Rewrite the lines of the records below as a numbered list, leaving out any blank lines.

* _STORED RECORDS_:
════
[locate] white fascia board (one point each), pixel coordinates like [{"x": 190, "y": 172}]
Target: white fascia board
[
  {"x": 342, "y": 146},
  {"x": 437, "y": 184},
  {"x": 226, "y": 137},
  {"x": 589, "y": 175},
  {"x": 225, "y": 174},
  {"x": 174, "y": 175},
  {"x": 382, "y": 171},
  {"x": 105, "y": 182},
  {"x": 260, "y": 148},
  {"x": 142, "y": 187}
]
════
* _COMPLETE ANSWER_:
1. [locate] white fascia board (one point each), pixel coordinates like [{"x": 190, "y": 172}]
2. Target: white fascia board
3. [
4.   {"x": 342, "y": 146},
5.   {"x": 437, "y": 184},
6.   {"x": 226, "y": 137},
7.   {"x": 589, "y": 175},
8.   {"x": 225, "y": 174},
9.   {"x": 174, "y": 175},
10.   {"x": 382, "y": 171},
11.   {"x": 105, "y": 182},
12.   {"x": 260, "y": 148},
13.   {"x": 142, "y": 187}
14. ]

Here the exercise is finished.